[CONSIGNES DE L'EXERCICE]
- a) Dans le texte sur le mouvement antispéciste, quelle ethnologue présente ce mouvement ?
- b) Poursuivez le texte sur le mouvement antispéciste à partir de sa dernière phrase.

6Notre rapport à la nature, et au sauvage a considérablement changé depuis la fin de la société agricole. Notre tolérance envers les comportements qui nécessitent d’asseoir la domination humaine sur la nature est moins grande qu’avant. C’est dans ce contexte social que s’est développé le mouvement antispéciste présenté par l’ethnologue Catherine-Marie Dubreuil. Il s’agit pour ses membres de lutter contre toute forme de prédation entre les êtres vivants. Leurs revendications sont donc plus larges que celles des écologistes, auxquels ils reprochent une action essentiellement tournée vers les animaux dits sauvages. L’ethnologue cite les propos d’un ingénieur informaticien qui explique que le mouvement antispéciste peut se rattacher à tous les mouvements luttant « contre tous les types de domination ». Un sacerdoce, qui est néanmoins vite recentré sur la prédation humaine. Toujours selon cet ingénieur, chacun peut agir en « ne mangeant plus ou moins de viande ». Cet objectif semble effectivement bien plus facilement réalisable sans trop changer nos habitudes alimentaires. Les choses se compliquent déjà un peu quand il s’agit de nourrir son chat ou son chien de végétaux. C’est pourtant ce que fait une enquêtée avec son chat, qui explique que son animal de compagnie « est beau et mange avec appétit » et parce qu’il « sait qu’il aura à manger tous les jours il n’a plus envie de chasser ». En théorie les antispécistes s’opposent à toute forme de prédation humaine ou animale. Il revient aux humains de limiter la prédation animale autant que faire se peut. On peut alors retourner les choses et se demander ce qui autorise les humains à modifier les comportements animaux… Cette prise de position plus théorique est plus le fait des intellectuels du mouvement que des militants qui axent leur discours sur la prédation humaine. Comme le dit bien un antispéciste « On se concentre sur le végétarisme, c’est déjà beaucoup ». Reste à savoir si les humains sont un bon exemple pour les animaux, à vouloir les transformer, il se pourrait qu’ils adoptent des comportements bien moins moraux.

Lignes d'étiquetage des lieux:
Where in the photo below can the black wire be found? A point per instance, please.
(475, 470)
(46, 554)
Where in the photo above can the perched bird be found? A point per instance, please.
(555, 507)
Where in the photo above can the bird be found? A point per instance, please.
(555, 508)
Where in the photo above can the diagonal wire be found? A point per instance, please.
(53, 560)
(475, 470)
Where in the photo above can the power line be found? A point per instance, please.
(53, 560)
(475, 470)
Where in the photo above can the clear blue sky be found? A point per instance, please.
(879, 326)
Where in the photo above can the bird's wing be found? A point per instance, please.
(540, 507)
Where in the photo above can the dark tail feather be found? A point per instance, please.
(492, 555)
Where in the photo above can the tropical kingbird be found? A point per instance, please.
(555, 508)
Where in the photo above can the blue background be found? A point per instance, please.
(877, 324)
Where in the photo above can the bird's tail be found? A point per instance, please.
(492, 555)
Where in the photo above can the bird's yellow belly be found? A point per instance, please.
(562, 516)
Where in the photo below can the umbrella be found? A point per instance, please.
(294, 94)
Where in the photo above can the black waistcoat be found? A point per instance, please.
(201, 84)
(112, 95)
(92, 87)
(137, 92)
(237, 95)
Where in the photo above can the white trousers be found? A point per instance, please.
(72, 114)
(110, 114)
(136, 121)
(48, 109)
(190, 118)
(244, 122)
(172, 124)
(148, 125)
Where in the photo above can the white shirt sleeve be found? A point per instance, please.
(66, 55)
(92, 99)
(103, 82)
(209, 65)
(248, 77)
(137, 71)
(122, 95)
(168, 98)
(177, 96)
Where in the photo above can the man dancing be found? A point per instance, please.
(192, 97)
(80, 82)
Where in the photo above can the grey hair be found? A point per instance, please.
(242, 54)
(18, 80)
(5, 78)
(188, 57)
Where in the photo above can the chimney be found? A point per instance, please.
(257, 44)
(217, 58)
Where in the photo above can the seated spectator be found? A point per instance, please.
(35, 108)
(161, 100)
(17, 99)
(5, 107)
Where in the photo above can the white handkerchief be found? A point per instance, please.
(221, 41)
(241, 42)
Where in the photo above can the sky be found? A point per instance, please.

[RÉPONSES ATTENDUES]
- a) Catherine-Marie Dubreuil.

- b)
7Dans sa contribution « Les charmes cachés du charognard », l’anthropologue Sophie Bobbé analyse dans un style personnel les rapports des vautours avec les humains dans le Causse Méjean. Cet oiseau constitue un bel objet de recherche tant les représentations qui lui sont accolées sont nombreuses et fortes. Le ressenti face à cet animal qui rentre bien dans la catégorie du « sauvage » est paradoxal et semble archétypal des représentations de ce qui est considéré comme tel. Parce qu’ils se nourrissent de bêtes entières, mortes, sans aucun processus préalable de « désanimalisation », ils appartiennent de plein pied à la catégorie du « sauvage » qui dégoûte, tout autant qu’elle fascine. Alors que le vautour fauve des Cévennes a cohabité avec l’homme des millénaires, il disparaît dans les années 1945, du fait de l’interdiction des charniers de bêtes d’élevage et des pratiques d’empoisonnement des dépouilles d’animaux. Souvent perçu par les éleveurs comme une menace, l’anthropologue a pu rencontrer des éleveurs âgés reconnaissant son efficacité dans le rôle d’équarisseur des cadavres d’animaux sauvages ou d’élevage. Depuis les années 1980, le vautour a été réintroduit et certains éleveurs acceptent même de nourrir les vautours avec leurs bêtes mortes, redonnant vie à la « mémoire collective des anciens ».

8On ne pourra donc que recommander cet ouvrage, qui a le mérite de remettre en cause la conception de la nature et du sauvage du lecteur. Mais il permet surtout de donner à voir de l’intérieur des pratiques inconnues et pourtant captivantes. Le fait que les contributions ressemblent pour certaines à des récits documentaires ne fait qu’augmenter le plaisir de la lecture.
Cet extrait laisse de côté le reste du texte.